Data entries
◆ ◆ ◆ ◆
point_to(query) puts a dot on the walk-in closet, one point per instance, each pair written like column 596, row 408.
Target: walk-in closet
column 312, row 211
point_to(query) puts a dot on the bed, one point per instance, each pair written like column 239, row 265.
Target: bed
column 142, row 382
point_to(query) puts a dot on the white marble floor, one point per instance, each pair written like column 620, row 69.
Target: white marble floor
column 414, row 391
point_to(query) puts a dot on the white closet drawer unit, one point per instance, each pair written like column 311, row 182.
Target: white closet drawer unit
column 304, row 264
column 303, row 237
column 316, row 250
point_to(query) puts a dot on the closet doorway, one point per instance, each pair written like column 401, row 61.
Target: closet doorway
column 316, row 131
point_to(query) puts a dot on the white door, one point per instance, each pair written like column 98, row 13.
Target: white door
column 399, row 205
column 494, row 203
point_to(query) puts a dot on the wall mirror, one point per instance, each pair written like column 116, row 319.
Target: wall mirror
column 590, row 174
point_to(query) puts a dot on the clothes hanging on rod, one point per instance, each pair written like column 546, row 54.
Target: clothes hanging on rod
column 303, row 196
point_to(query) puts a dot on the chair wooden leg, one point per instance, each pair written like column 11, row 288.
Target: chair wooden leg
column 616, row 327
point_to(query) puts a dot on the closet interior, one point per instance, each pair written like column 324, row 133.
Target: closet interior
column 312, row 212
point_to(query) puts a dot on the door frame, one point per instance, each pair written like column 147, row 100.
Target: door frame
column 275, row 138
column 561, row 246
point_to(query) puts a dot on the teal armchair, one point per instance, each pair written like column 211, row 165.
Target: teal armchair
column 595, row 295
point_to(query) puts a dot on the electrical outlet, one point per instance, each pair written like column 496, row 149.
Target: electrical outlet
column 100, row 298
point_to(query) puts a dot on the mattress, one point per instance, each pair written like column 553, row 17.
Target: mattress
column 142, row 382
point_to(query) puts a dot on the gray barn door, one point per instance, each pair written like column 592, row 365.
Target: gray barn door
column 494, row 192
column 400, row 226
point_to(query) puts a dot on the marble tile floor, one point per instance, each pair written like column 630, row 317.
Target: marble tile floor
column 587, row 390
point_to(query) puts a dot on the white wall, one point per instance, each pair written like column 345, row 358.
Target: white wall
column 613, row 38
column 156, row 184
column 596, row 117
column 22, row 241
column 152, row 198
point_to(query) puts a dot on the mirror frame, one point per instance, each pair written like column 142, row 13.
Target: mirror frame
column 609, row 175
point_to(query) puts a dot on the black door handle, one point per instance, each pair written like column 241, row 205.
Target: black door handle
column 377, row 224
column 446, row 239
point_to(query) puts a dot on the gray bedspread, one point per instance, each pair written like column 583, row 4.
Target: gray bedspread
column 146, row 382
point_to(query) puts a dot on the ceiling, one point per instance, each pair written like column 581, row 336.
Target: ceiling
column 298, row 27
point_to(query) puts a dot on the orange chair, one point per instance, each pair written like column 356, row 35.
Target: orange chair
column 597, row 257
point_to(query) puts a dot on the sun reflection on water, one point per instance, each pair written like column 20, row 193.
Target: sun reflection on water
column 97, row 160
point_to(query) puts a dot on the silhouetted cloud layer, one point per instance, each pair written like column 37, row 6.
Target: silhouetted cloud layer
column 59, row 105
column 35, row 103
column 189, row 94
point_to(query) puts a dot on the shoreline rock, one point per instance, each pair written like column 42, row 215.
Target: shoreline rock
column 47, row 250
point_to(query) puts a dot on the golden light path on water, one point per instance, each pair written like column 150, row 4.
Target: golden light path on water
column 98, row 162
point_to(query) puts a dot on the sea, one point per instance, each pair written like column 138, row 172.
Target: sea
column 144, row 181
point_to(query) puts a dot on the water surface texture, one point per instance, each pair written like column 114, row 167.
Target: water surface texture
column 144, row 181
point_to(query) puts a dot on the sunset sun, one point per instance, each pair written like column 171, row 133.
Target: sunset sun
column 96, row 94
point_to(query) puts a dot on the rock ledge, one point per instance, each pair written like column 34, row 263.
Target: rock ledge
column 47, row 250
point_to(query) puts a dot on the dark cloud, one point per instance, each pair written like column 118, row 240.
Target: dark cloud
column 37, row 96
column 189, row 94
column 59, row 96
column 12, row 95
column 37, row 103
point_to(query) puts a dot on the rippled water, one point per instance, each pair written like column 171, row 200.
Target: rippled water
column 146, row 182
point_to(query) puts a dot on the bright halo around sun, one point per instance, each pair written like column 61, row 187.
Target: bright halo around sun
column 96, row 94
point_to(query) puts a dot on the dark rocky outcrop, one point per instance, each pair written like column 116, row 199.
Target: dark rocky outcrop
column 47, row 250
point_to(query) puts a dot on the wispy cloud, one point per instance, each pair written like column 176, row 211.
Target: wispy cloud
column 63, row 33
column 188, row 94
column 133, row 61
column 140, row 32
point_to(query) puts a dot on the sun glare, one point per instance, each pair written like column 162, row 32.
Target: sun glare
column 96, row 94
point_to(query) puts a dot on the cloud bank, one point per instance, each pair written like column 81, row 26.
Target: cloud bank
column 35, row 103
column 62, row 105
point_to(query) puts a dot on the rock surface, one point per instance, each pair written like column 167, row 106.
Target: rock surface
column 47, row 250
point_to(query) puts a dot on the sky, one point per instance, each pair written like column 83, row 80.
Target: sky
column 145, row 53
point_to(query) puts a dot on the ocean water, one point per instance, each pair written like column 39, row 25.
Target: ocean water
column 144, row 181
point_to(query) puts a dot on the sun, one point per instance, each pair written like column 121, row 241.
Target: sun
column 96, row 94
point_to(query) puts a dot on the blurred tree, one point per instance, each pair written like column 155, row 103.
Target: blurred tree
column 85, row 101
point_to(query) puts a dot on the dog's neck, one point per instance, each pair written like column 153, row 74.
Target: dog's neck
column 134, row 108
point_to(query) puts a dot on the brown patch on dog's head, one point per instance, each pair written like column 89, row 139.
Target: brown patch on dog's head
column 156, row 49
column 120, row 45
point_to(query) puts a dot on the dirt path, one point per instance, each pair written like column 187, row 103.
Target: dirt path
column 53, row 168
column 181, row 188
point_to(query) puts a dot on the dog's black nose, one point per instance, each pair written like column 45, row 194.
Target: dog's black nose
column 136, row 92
◆ ◆ ◆ ◆
**YOUR OBJECTIVE:** Output every record above verbatim, line for line, without changing anything.

**FULL SOLUTION:**
point_to(query) puts a dot on the walk-in closet, one point per instance, each pair written like column 596, row 408.
Target: walk-in closet
column 312, row 211
point_to(query) puts a dot on the bed, one point per instance, each pair written like column 239, row 265.
Target: bed
column 142, row 382
point_to(query) puts a dot on the white marble floor, one point per instance, each pair written like column 620, row 69.
Target: white marble floor
column 414, row 391
point_to(query) puts a dot on the white closet drawer unit, one point per instance, each pair written like column 311, row 182.
Target: white closet drawer unit
column 304, row 264
column 303, row 237
column 316, row 250
point_to(query) puts a dot on the closet doorway, one point per instance, each pair written like column 401, row 61.
Target: closet doorway
column 316, row 131
point_to(query) puts a dot on the white door, one point per instance, each pair written like column 98, row 13.
Target: white door
column 399, row 205
column 494, row 203
point_to(query) puts a dot on the wall mirror, one point per instance, each pair written like column 116, row 319.
Target: wall mirror
column 590, row 174
point_to(query) puts a dot on the clothes hanging on rod, one point per instance, each pair written like column 546, row 54.
Target: clothes hanging on rod
column 303, row 196
point_to(query) puts a dot on the chair wooden leg, one point per instance, each pair written like column 11, row 288.
Target: chair wooden leg
column 616, row 327
point_to(query) puts a dot on the closet interior, one point per instance, each pair written like column 324, row 133.
Target: closet interior
column 312, row 212
point_to(query) puts a dot on the door frame, one point per instance, each pair written like column 147, row 100.
Target: door frame
column 275, row 138
column 561, row 246
point_to(query) puts a dot on the teal armchair, one point per instance, each pair written like column 211, row 165.
Target: teal armchair
column 595, row 295
point_to(query) puts a dot on the electrical outlet, one point per instance, each pair written like column 496, row 149.
Target: electrical outlet
column 100, row 298
point_to(query) puts a dot on the mattress, one point per instance, each pair written like column 553, row 17.
Target: mattress
column 142, row 382
point_to(query) puts a dot on the gray barn door, one point per instance, each pair written like column 592, row 365.
Target: gray barn door
column 494, row 192
column 400, row 226
point_to(query) puts a dot on the marble tile floor, one point per instance, each pair written like column 630, row 317.
Target: marble tile floor
column 587, row 390
point_to(query) puts a dot on the white wall, one point per instance, each pair written like column 345, row 358.
Target: white wall
column 613, row 38
column 156, row 184
column 596, row 117
column 22, row 241
column 152, row 198
point_to(query) puts a dot on the mirror frame, one point per instance, each pair written like column 142, row 13.
Target: mirror frame
column 609, row 175
point_to(query) puts a dot on the black door handle, one point per instance, each pair written like column 241, row 205.
Target: black door handle
column 377, row 224
column 446, row 239
point_to(query) puts a dot on the gray bedspread, one point per instance, each pair written like column 583, row 4.
Target: gray bedspread
column 146, row 382
point_to(query) puts a dot on the ceiling, one point per instance, each pair written like column 581, row 336.
Target: ceiling
column 298, row 27
point_to(query) puts a dot on the orange chair, one point per instance, each pair written like column 356, row 35.
Target: orange chair
column 597, row 257
point_to(query) puts a dot on the sun reflection on water, one point per instance, each pair written like column 20, row 193.
Target: sun reflection on water
column 97, row 160
point_to(query) puts a dot on the silhouetted cloud layer, one point per instance, each pair written like column 37, row 6.
Target: silhouetted cloud layer
column 59, row 105
column 35, row 103
column 189, row 94
point_to(query) puts a dot on the shoreline rock, one point per instance, each pair written like column 42, row 215.
Target: shoreline rock
column 47, row 250
point_to(query) puts a dot on the golden light path on water, one point per instance, each pair written like column 150, row 4.
Target: golden light path on water
column 98, row 162
point_to(query) puts a dot on the sea, one point per instance, each pair written like column 138, row 172.
Target: sea
column 144, row 181
point_to(query) puts a dot on the water surface texture, one point per instance, each pair written like column 114, row 167.
Target: water surface texture
column 144, row 181
point_to(query) puts a dot on the sunset sun, one point per instance, each pair written like column 171, row 133.
Target: sunset sun
column 96, row 94
point_to(query) puts a dot on the rock ledge, one point per instance, each pair written like column 34, row 263.
Target: rock ledge
column 47, row 250
point_to(query) puts a dot on the dark cloud, one point per instance, each pair written like column 118, row 240.
Target: dark cloud
column 37, row 96
column 189, row 94
column 59, row 96
column 12, row 95
column 37, row 103
point_to(query) puts a dot on the rippled water, one point per instance, each pair written like column 171, row 200.
Target: rippled water
column 146, row 182
point_to(query) puts a dot on the bright halo around sun, one point per instance, each pair written like column 61, row 187.
Target: bright halo around sun
column 96, row 94
point_to(query) puts a dot on the dark rocky outcrop, one point per instance, each pair written like column 116, row 199.
Target: dark rocky outcrop
column 47, row 250
point_to(query) puts a dot on the wispy cloud, one point per instance, each pair written like column 176, row 211.
Target: wispy cloud
column 63, row 33
column 188, row 94
column 133, row 61
column 140, row 32
point_to(query) puts a dot on the sun glare, one point per instance, each pair written like column 162, row 32.
Target: sun glare
column 96, row 94
point_to(query) puts a dot on the cloud bank, one point per instance, each pair written like column 81, row 26.
Target: cloud bank
column 35, row 103
column 62, row 105
point_to(query) puts a dot on the rock surface, one point per instance, each pair written like column 167, row 106.
Target: rock surface
column 47, row 250
point_to(query) puts a dot on the sky, one point per instance, each pair written like column 83, row 80.
Target: sky
column 145, row 53
point_to(query) puts a dot on the ocean water, one point per instance, each pair written like column 39, row 25.
Target: ocean water
column 144, row 181
point_to(query) puts a dot on the sun, one point per instance, each pair written like column 121, row 241.
Target: sun
column 96, row 94
point_to(query) puts a dot on the blurred tree, one point per instance, each pair written like column 155, row 103.
Target: blurred tree
column 85, row 101
point_to(query) puts a dot on the dog's neck, one point per instance, each pair written like column 153, row 74.
Target: dog's neck
column 134, row 108
point_to(query) puts a dot on the brown patch on dog's head, one point per instance, each pair written like column 89, row 139.
Target: brown patch on dog's head
column 156, row 49
column 120, row 45
point_to(query) puts a dot on the dirt path, one point per instance, each pair written like column 187, row 103.
Target: dirt path
column 53, row 168
column 181, row 188
point_to(query) puts a dot on the dog's black nose, one point per instance, each pair written like column 45, row 194.
Target: dog's black nose
column 136, row 92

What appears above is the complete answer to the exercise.